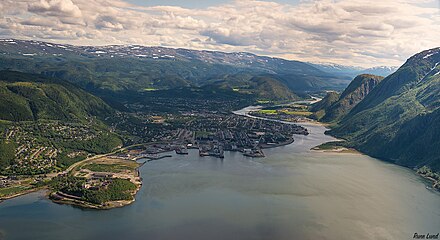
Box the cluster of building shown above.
[1,121,103,175]
[0,176,18,188]
[123,93,247,115]
[115,112,308,160]
[186,114,307,158]
[83,173,115,190]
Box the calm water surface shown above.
[0,109,439,240]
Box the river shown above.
[0,106,439,240]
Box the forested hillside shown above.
[328,48,440,171]
[311,74,383,122]
[0,71,122,175]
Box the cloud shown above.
[0,0,439,67]
[28,0,83,18]
[95,15,126,31]
[21,17,57,27]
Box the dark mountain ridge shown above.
[314,74,384,122]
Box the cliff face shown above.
[321,74,384,122]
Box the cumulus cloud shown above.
[28,0,83,18]
[95,15,126,31]
[0,0,439,67]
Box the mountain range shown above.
[1,38,438,175]
[310,63,398,78]
[324,47,440,172]
[0,39,352,102]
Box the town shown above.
[2,121,104,175]
[113,112,308,160]
[184,113,308,158]
[0,110,309,203]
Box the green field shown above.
[195,131,211,138]
[0,185,32,197]
[283,110,312,116]
[82,163,136,173]
[258,109,312,116]
[258,109,277,114]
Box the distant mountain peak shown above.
[419,47,440,60]
[356,66,399,77]
[309,62,363,70]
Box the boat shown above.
[175,147,189,155]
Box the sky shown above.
[124,0,302,8]
[0,0,439,67]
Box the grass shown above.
[0,185,32,197]
[82,163,135,173]
[258,109,312,117]
[313,142,342,150]
[258,109,277,114]
[282,110,313,116]
[195,131,211,138]
[0,120,12,124]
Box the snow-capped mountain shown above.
[0,39,353,94]
[309,61,398,78]
[308,62,364,79]
[357,66,399,77]
[0,39,328,76]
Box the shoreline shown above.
[0,149,146,207]
[49,183,141,210]
[48,158,145,210]
[310,141,361,154]
[311,147,361,154]
[236,103,440,192]
[260,137,295,149]
[0,186,46,202]
[0,134,300,206]
[2,102,438,206]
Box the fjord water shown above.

===============

WHAT THE TASK ASKS
Please transcribe all of the entries exactly and omit any picture they hold.

EXPECTED ANSWER
Box the cluster of building shown above.
[1,121,103,175]
[0,176,18,188]
[123,93,247,115]
[115,112,308,160]
[186,114,307,158]
[83,173,115,190]
Box the calm water surface shown above.
[0,109,439,240]
Box the river shown above.
[0,106,439,240]
Box the forested hillside shown above.
[328,48,440,171]
[311,74,383,122]
[0,71,122,175]
Box the cloud shown above.
[0,0,439,67]
[28,0,83,18]
[95,15,126,31]
[21,17,57,27]
Box the dark mountain ridge shown above.
[314,74,384,122]
Box the cliff face shown above.
[321,74,384,122]
Box the cumulus cloud shown above.
[28,0,83,18]
[95,15,126,31]
[0,0,439,67]
Box the mountain range shown above.
[1,38,438,175]
[310,63,398,78]
[324,47,440,172]
[0,39,352,102]
Box the town shown above.
[2,121,104,175]
[113,112,308,160]
[184,113,308,158]
[0,110,309,203]
Box the green field shown above.
[195,131,211,138]
[0,185,32,197]
[283,110,312,116]
[82,163,136,173]
[258,109,312,116]
[258,109,277,114]
Box the distant mountain peak shown above.
[419,47,440,60]
[356,66,399,77]
[309,62,363,70]
Box the boat shown above.
[175,147,189,155]
Box the sky shown above.
[124,0,302,8]
[0,0,439,67]
Box the grass shown above.
[0,185,32,197]
[82,163,135,173]
[258,109,312,117]
[313,142,342,150]
[258,109,277,114]
[282,110,313,116]
[195,131,211,138]
[0,120,12,124]
Box the snow-capped mountain shown above.
[0,39,353,94]
[309,61,398,78]
[308,62,364,79]
[357,66,399,77]
[0,39,328,76]
Box the shoreline shown above.
[0,149,146,207]
[49,183,141,210]
[48,158,145,210]
[310,141,361,154]
[311,147,361,154]
[236,103,440,192]
[260,137,295,149]
[0,186,46,202]
[0,134,300,206]
[2,102,438,206]
Box the fjord water shown above.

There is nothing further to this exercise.